### The records
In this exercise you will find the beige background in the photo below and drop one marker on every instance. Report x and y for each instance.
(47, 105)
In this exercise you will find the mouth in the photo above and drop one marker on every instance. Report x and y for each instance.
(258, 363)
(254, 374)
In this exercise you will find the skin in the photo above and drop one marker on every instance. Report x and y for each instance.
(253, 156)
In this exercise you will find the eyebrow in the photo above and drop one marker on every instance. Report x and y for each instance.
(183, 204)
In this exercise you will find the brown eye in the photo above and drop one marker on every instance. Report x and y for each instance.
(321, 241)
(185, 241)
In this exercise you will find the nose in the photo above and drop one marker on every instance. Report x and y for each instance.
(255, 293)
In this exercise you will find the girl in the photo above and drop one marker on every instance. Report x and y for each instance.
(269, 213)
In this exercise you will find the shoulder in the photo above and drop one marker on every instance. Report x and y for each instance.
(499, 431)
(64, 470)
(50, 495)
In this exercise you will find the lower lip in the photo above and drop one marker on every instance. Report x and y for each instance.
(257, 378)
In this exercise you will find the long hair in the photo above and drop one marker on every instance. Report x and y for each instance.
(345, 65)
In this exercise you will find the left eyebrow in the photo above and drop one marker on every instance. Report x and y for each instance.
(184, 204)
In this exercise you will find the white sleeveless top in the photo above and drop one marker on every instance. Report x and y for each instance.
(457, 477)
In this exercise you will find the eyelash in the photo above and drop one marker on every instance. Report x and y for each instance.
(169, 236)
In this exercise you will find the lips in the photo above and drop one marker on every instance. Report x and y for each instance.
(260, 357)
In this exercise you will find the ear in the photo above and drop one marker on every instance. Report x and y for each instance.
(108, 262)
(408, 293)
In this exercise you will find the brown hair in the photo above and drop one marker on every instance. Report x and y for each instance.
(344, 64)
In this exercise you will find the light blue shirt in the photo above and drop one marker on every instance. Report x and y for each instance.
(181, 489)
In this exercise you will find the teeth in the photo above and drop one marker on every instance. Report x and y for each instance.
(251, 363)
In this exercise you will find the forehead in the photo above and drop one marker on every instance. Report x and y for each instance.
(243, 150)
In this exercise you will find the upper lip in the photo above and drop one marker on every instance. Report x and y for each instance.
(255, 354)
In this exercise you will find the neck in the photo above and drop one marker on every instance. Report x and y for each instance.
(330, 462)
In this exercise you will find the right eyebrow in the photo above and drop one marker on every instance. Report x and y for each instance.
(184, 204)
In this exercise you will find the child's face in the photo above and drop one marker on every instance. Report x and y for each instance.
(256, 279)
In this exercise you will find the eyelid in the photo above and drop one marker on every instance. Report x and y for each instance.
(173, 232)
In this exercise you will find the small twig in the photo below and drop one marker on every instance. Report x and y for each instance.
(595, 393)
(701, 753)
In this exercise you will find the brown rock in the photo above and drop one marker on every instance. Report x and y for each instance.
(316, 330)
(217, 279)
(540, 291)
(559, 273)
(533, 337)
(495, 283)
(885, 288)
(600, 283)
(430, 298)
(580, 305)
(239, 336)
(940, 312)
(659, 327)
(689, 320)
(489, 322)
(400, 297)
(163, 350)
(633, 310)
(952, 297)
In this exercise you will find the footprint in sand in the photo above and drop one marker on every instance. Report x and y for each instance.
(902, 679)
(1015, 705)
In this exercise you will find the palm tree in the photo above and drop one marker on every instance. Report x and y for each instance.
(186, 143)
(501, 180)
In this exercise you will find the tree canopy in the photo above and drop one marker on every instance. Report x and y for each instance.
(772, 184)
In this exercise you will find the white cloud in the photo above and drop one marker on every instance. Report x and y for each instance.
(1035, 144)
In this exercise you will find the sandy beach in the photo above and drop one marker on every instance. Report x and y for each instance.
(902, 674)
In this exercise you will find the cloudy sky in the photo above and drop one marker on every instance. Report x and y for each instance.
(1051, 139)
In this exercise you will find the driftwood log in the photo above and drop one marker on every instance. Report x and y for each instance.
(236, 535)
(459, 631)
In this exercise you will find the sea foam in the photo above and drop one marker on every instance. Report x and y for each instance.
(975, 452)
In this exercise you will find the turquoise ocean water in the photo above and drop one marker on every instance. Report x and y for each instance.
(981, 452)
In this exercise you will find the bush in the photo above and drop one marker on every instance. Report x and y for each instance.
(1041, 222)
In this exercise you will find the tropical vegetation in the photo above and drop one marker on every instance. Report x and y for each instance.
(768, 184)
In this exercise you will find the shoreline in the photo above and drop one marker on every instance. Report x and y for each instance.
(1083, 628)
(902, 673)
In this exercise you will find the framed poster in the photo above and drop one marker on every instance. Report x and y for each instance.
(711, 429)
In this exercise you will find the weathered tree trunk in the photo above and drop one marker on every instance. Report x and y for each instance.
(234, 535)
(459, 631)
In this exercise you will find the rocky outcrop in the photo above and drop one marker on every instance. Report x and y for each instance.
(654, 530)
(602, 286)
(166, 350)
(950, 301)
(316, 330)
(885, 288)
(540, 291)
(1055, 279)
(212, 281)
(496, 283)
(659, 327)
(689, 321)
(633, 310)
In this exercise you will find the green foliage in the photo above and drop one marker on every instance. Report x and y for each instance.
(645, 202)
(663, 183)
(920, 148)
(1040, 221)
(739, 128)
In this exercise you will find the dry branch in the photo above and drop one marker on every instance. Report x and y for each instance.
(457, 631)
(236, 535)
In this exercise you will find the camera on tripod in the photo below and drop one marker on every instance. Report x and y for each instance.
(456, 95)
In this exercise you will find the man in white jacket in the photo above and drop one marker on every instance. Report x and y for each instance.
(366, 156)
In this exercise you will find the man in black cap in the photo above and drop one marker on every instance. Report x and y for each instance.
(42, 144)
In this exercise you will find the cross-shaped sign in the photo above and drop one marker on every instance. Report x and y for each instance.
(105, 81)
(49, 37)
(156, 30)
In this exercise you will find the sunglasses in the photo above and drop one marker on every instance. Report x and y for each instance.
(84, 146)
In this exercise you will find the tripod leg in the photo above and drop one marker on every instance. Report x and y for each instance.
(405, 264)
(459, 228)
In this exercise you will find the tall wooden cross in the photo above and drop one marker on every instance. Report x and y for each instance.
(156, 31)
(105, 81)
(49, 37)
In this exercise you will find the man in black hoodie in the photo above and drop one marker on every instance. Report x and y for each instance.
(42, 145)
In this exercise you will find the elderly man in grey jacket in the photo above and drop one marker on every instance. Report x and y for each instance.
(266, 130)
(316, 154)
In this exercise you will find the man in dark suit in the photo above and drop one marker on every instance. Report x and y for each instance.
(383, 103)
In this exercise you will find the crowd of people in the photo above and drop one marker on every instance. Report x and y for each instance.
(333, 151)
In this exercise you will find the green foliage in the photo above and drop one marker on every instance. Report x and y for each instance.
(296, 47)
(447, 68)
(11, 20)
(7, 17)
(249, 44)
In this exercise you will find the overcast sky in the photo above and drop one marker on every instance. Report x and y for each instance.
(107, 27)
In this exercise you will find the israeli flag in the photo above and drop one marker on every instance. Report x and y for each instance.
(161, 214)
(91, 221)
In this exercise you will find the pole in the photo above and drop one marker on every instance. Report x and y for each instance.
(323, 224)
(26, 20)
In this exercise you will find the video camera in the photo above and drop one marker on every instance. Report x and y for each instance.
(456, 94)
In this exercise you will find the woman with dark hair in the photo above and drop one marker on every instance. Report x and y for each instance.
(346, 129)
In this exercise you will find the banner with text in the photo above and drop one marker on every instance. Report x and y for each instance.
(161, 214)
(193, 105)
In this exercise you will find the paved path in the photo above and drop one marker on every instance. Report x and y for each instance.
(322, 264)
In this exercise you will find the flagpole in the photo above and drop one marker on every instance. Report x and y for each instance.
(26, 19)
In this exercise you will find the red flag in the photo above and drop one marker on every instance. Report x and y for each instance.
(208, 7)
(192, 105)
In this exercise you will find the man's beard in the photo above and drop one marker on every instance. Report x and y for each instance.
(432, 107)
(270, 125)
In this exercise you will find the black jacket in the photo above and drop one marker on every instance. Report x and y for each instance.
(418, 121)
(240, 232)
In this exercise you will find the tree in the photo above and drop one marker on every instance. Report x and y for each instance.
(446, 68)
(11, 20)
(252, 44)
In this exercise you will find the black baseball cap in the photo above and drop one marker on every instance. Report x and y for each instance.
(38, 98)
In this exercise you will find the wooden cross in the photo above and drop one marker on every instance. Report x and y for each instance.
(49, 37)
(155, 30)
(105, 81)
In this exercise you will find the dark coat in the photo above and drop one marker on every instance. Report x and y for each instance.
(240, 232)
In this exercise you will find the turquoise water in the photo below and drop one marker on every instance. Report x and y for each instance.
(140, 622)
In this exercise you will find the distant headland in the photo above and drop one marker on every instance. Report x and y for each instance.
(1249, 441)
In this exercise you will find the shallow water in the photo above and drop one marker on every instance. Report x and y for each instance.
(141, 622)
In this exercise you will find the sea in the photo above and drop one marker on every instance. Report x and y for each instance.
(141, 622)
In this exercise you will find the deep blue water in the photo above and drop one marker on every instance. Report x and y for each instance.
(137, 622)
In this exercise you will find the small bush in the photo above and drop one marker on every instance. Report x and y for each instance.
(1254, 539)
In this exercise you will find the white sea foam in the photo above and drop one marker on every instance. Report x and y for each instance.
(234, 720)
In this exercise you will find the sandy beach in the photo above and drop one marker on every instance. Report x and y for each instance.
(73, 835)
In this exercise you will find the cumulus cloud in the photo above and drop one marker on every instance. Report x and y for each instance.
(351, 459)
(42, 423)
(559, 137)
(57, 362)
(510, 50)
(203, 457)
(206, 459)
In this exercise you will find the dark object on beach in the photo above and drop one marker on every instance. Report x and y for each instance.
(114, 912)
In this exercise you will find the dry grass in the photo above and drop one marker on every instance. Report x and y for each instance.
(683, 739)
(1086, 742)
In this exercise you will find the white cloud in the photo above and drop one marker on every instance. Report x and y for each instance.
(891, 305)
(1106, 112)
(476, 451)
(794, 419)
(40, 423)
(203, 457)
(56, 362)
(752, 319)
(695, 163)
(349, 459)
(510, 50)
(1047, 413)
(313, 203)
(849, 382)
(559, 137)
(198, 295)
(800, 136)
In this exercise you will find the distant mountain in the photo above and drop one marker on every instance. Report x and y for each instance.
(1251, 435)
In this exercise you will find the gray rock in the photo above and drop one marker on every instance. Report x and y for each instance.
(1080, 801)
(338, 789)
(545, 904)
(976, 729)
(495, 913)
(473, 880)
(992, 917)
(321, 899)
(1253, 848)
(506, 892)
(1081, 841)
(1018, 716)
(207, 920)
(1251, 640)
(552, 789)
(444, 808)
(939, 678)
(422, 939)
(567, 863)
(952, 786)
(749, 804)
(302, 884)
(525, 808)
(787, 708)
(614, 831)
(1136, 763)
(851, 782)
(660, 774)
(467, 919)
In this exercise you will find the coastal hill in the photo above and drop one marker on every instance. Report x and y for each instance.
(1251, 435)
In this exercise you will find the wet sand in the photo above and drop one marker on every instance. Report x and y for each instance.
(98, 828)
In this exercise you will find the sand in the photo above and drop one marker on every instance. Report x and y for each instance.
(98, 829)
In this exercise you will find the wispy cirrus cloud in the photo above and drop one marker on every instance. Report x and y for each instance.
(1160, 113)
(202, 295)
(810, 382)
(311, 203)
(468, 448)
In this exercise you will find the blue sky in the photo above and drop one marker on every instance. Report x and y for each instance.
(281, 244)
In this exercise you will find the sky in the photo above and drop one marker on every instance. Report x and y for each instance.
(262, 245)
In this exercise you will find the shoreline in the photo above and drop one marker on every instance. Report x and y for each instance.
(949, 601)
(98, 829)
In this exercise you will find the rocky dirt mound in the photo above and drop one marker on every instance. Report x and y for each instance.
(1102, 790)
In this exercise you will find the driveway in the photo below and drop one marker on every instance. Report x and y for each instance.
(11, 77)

### Instructions for the task
Produce an exact copy of the lines from the one containing "In this exercise you will find the distant mountain" through the last line, and of nothing else.

### Result of this task
In this exercise you will find the distant mountain in the photo above and drop one marker on every instance. Report x and y for each instance.
(1251, 435)
In this exercise you will find the gray rock in the photo above and drop one marker on every instance. Report x and y for each instance.
(1080, 801)
(338, 789)
(545, 904)
(976, 729)
(495, 913)
(473, 880)
(992, 917)
(321, 899)
(1253, 848)
(506, 892)
(1081, 841)
(1018, 716)
(207, 920)
(1251, 640)
(552, 789)
(444, 808)
(939, 678)
(422, 939)
(567, 863)
(952, 786)
(749, 804)
(302, 884)
(525, 808)
(787, 708)
(614, 831)
(1136, 763)
(851, 782)
(660, 774)
(467, 919)
In this exercise you will find the coastal hill in the photo above and drop one marker on every instance. Report x and y for each instance.
(1251, 435)
In this exercise you will find the wet sand in the photo above and drop one marker on every instance. Report x and y for each instance.
(98, 828)
In this exercise you will find the sand in the photo above and drop one marker on every instance. Report x and y for each instance.
(98, 829)
In this exercise you will find the wispy cirrus cloud in the photo above and drop one marker on every instance. Report x and y for each instance.
(1160, 113)
(202, 295)
(810, 382)
(311, 203)
(468, 448)
In this exercise you will find the blue sky in the photo above and drop one marker on every instance. Report x and y for each instance.
(281, 244)
In this exercise you will find the sky in the photo above and drop one marker on every instance. Report x and y for each instance.
(262, 245)
In this exercise you will find the shoreline in the photo above and drop one marker on every instance. Report x and y for each instance.
(949, 601)
(98, 829)
In this exercise you will find the rocky dirt mound in the photo above and drop one marker on every instance. Report x and y for each instance.
(1102, 790)
In this exercise you will find the driveway in the photo below and drop one marker on every instance. Report x and y for each instance.
(11, 77)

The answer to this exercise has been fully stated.